■ Request:
Reproduce every one of the records below word for word. Leave the pictures out of your copy.

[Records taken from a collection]
---

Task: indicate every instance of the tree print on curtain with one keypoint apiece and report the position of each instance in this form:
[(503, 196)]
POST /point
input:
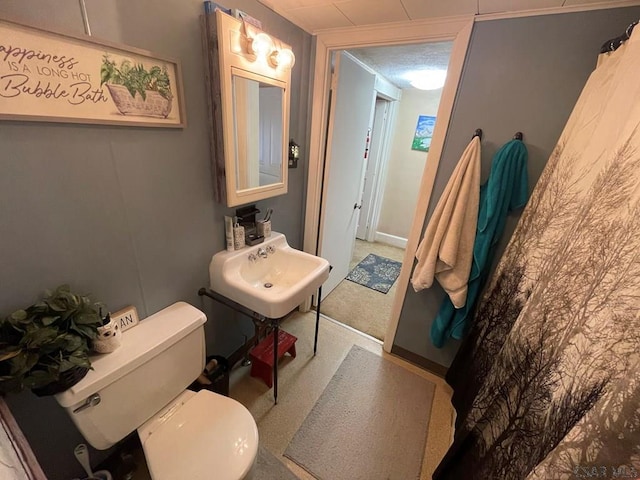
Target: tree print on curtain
[(547, 385)]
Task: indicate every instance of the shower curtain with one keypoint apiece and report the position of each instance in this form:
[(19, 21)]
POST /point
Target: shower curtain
[(547, 384)]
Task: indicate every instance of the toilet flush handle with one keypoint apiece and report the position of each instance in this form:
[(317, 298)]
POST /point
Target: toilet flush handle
[(91, 401)]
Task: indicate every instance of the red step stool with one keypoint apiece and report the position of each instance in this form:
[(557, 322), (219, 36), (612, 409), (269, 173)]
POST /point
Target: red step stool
[(262, 355)]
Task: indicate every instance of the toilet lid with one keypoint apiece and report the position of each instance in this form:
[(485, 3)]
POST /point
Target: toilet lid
[(210, 436)]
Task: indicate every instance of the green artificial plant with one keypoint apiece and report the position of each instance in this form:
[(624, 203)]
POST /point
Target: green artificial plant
[(136, 78), (43, 341)]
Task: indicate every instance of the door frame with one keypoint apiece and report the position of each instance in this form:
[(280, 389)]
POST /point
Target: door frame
[(457, 29)]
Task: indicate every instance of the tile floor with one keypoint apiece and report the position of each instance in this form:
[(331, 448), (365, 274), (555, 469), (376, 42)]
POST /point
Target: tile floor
[(303, 379)]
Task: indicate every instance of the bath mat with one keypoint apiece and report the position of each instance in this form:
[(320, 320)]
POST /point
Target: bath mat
[(369, 423), (375, 272), (268, 467)]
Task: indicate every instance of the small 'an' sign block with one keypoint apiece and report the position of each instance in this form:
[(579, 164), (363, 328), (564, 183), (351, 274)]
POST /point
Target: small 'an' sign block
[(127, 318)]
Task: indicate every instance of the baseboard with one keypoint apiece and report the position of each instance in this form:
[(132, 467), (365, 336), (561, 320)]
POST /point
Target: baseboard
[(420, 361), (391, 240)]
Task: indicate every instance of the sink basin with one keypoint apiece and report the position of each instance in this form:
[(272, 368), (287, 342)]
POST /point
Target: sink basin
[(273, 285)]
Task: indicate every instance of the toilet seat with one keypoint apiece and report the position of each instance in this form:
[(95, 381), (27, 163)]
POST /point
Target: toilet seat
[(200, 436)]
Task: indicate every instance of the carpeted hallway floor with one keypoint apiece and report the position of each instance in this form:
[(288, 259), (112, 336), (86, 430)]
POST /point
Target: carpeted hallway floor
[(360, 307)]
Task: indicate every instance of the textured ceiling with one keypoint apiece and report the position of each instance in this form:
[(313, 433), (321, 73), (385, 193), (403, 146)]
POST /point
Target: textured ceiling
[(395, 61), (315, 15)]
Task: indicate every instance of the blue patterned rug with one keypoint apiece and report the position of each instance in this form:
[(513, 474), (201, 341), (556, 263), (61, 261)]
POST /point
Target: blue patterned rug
[(375, 272)]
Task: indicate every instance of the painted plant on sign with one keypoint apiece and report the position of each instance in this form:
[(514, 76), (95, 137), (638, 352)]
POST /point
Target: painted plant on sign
[(136, 91), (424, 132)]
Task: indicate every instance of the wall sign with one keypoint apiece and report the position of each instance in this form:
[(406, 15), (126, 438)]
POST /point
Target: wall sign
[(46, 76), (424, 133)]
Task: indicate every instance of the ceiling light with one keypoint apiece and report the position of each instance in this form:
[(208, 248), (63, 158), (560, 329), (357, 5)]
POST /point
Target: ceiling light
[(427, 79)]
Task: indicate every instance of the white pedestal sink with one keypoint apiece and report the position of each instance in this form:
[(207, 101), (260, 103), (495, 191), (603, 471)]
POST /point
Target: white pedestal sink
[(270, 278)]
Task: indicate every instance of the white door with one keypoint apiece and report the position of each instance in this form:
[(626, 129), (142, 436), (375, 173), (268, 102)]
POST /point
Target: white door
[(352, 104), (372, 170)]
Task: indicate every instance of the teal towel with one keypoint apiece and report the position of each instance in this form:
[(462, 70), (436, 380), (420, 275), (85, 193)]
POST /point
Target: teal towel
[(506, 189)]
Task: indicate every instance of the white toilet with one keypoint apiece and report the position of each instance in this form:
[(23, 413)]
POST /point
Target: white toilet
[(142, 385)]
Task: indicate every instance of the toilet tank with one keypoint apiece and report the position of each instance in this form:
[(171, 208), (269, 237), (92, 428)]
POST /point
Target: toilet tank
[(157, 360)]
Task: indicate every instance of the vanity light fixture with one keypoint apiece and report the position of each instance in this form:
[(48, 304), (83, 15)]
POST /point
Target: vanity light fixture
[(262, 45), (283, 58)]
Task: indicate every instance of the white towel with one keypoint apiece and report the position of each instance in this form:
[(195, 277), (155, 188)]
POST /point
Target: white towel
[(446, 250)]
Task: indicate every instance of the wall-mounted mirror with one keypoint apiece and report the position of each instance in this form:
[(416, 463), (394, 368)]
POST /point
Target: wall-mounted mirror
[(248, 75)]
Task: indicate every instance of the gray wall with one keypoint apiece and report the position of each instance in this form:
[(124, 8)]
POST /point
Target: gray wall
[(520, 74), (125, 213)]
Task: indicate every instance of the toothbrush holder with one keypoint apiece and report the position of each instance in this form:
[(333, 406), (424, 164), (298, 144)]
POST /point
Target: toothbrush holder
[(263, 228)]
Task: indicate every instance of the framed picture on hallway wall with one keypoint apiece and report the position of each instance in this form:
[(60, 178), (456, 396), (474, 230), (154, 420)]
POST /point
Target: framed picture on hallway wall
[(54, 77), (424, 132)]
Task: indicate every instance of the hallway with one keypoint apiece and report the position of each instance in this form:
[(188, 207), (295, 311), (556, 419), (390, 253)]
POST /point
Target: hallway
[(360, 307)]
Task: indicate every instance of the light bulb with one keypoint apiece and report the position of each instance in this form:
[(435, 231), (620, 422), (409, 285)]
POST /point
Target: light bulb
[(286, 58), (261, 45)]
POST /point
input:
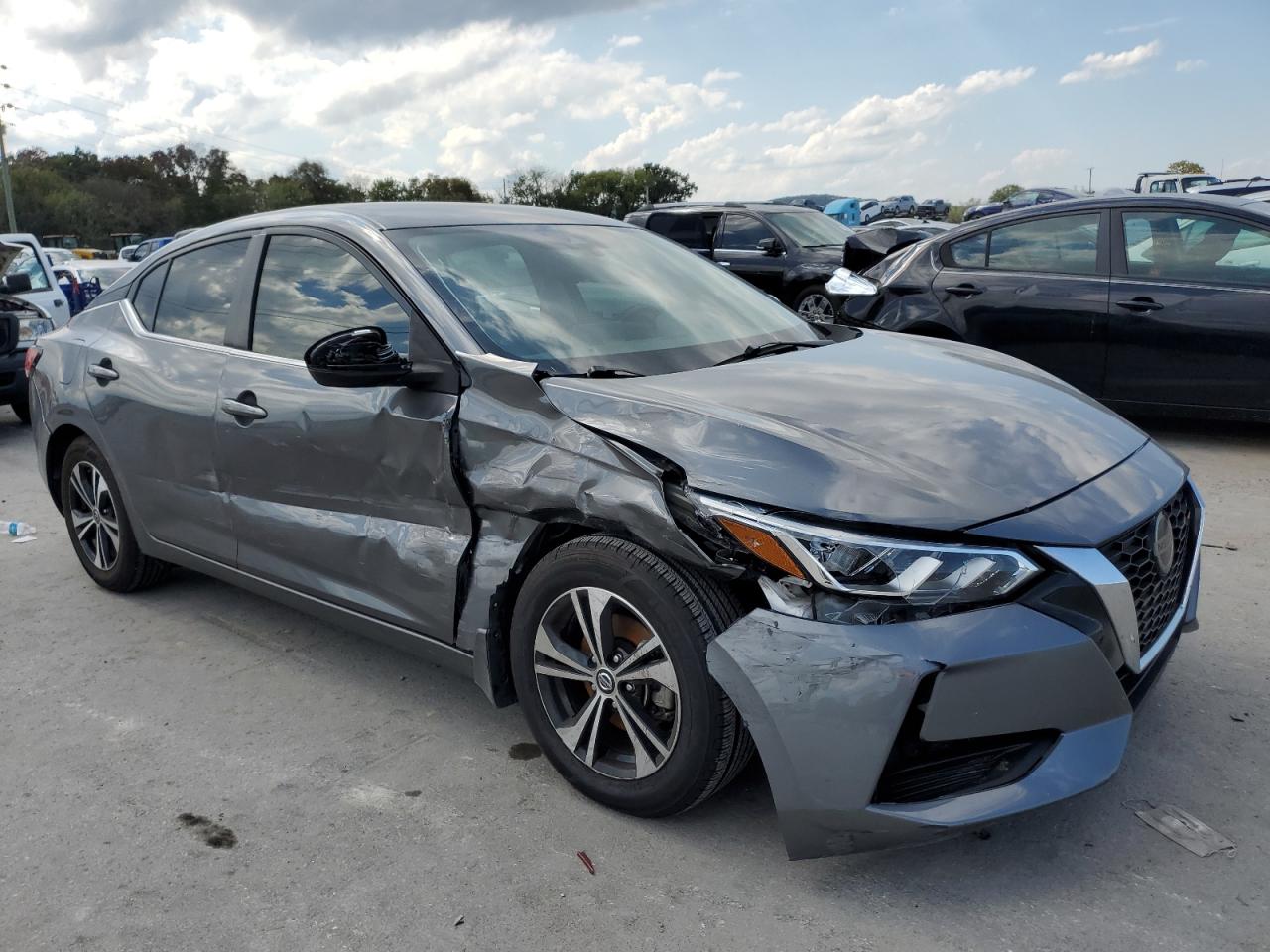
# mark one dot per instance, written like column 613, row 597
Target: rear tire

---

■ Written answer:
Task: indicate every instance of the tree print on curtain with one keypoint apiece and report the position of each instance in this form:
[(503, 196)]
POST /point
input:
Target: tree print on curtain
[(547, 385)]
Task: indicate every instance of the shower curtain with one keypoint apiece and report the position of each instance in this form:
[(19, 21)]
POST /point
Target: shower curtain
[(547, 384)]
Task: indicate every instance of the toilet flush handle with one keypoint apiece and report the position of each instance in this form:
[(317, 298)]
POST /point
Target: toilet flush handle
[(91, 401)]
Task: indicate every instance of the red step stool with one keypoint apiece and report the position of each instance in this form:
[(557, 322), (219, 36), (612, 409), (269, 173)]
POST /point
Target: red step stool
[(262, 355)]
Task: indicate every instance of the toilet lid with one keypoint apiece and report the position of each instance in this form:
[(485, 3)]
POST /point
Target: toilet lid
[(210, 436)]
Task: indicate every instance of the green artificial plant with one keypoint apiece and report the position of each instance in this form:
[(624, 203)]
POST /point
Target: green artificial plant
[(136, 78), (43, 341)]
Task: indicate every instance of the door frame with one keypoint apiece and report the position of each instance in this form:
[(280, 389)]
POST /point
Target: door frame
[(457, 29)]
Task: indicate every instance of the tile floor with one keypoint apiece and report the position of each instance in this form:
[(331, 448), (365, 274), (555, 469), (376, 42)]
POST /point
Target: tile floor
[(303, 379)]
Task: indicate every instance of the bath mat with one keypoint apiece and report the position of each instance in this form:
[(320, 320)]
POST /point
Target: bath mat
[(369, 423), (375, 272), (268, 467)]
Task: indicate every instance of the small 'an' sign block with one keypoint apiece and report the position of each instance in this form:
[(579, 164), (363, 328), (564, 183), (351, 274)]
POST /point
Target: small 'an' sign block
[(127, 318)]
Task: indicate every instance of the baseboard with one keypoint apiece and report the position of each instance in this form:
[(132, 467), (365, 336), (561, 320)]
POST /point
Target: baseboard
[(420, 361), (391, 240)]
Task: indicate every instance of the sink basin with one keypoint apiece and report the position of each instance in this form:
[(272, 368), (287, 342)]
POST /point
Target: sink basin
[(273, 285)]
Task: indicate every instance of the toilet seat with one keypoint apiece and report the position of each instance in this form:
[(95, 381), (27, 163)]
POST /point
Target: toilet seat
[(200, 436)]
Task: indicate every instance of the carpeted hallway floor with one keypoint apiece and report the position of each instance in this form:
[(288, 259), (112, 336), (86, 430)]
POST /point
Target: carpeted hallway floor
[(360, 307)]
Task: indicate every instance of the textured ceiling with one keypoint apiece and report the position of each instance in this form:
[(313, 433), (321, 73), (385, 193), (403, 146)]
POST /point
Target: textured ceiling
[(395, 61), (315, 15)]
Task: indicate every instance of the blue patterned rug with one keypoint apiece and report the position of each instance in this form:
[(513, 474), (201, 341), (556, 263), (61, 261)]
POST /point
Target: blue patterned rug
[(375, 272)]
Task: indicate every instance of the painted plant on sign with one keypoint apiece and report the position of each instance in this form:
[(514, 76), (95, 137), (638, 352)]
POST /point
Target: painted plant on sign
[(136, 91), (424, 132)]
Task: indicate every instance of the wall sign with one keypoint apiece and report the position of each instance in this form:
[(406, 15), (126, 438)]
POST /point
Target: wall sign
[(46, 76), (424, 133)]
Task: indicate every instance of the ceiling light with one keypoint apiece and report the position of each instance in this form:
[(208, 248), (63, 158), (560, 329), (357, 5)]
POST /point
Target: ceiling light
[(427, 79)]
Task: indicate every instance of the white pedestal sink with one keypoint apiece and report the position of each instance in this form:
[(207, 101), (260, 103), (495, 191), (603, 471)]
POST /point
Target: white pedestal sink
[(270, 278)]
Task: indicate every instance of the white door with one keypoint apiece and report the position of each instance in this form:
[(626, 129), (142, 436), (375, 173), (268, 102)]
POST /point
Target: white door
[(352, 104), (372, 170)]
Task: indicate every instance of the teal towel with one keypoint apiece and report the position of each instance in this form:
[(462, 70), (436, 380), (420, 275), (85, 193)]
POST /point
Target: teal towel
[(506, 189)]
Task: indicate every instance of the white toilet with one keypoint apiece and report the position of each instance in this form:
[(23, 413)]
POST /point
Target: white toilet
[(142, 385)]
Task: indicate every instance of the toilet tank with one keypoint apiece and report the position of each instance in this form:
[(171, 208), (269, 237), (92, 428)]
POST /point
Target: toilet tank
[(157, 360)]
Task: indicate every instance of the vanity light fixture with one keypoint apiece and report the position of each instance in this form:
[(48, 304), (83, 15)]
POST /point
Target: vanity light fixture
[(262, 45), (283, 58)]
Task: indicate every instance of the white towel with one keypoint apiece and report the position of each instance in this form:
[(195, 277), (155, 188)]
POST /point
Target: white towel
[(446, 250)]
Task: indicate every instance of the wall-mounted mirror with one keypoint apiece and report the position of each instance in this form:
[(416, 463), (394, 368)]
POST /point
Target: wall-mounted mirror
[(248, 75)]
Task: indicate every instance of the gray wall with one keypoint apiece and report the position of each instance in this form:
[(124, 8)]
POST /point
Target: gray wall
[(520, 74), (125, 213)]
Task: indicate every instance of the toothbrush holder with one keypoint apiece and report the position of each instance in this form:
[(333, 406), (424, 164), (298, 144)]
POST /point
Target: toothbrush holder
[(263, 228)]
Task: indicate every instance of the framed picture on hallway wall with one keypoint apiece and report the position of each instance in this form:
[(60, 178), (456, 396), (474, 230), (154, 420)]
POST /point
Target: framed picture on hallway wall
[(54, 77), (424, 132)]
Task: indicate every instance of the hallway with one keypoint apiece and report the position of each instance in this form:
[(188, 207), (295, 311), (556, 419), (390, 253)]
POST /point
Target: hallway
[(360, 307)]
Task: indicate every instance of the light bulb with one keypoint apiece and report the position of each instance in this form:
[(435, 231), (620, 422), (409, 285)]
POST /point
Target: light bulb
[(286, 58), (261, 45)]
POST /point
input:
# mark one dot per instance, written like column 613, row 597
Target: rear tire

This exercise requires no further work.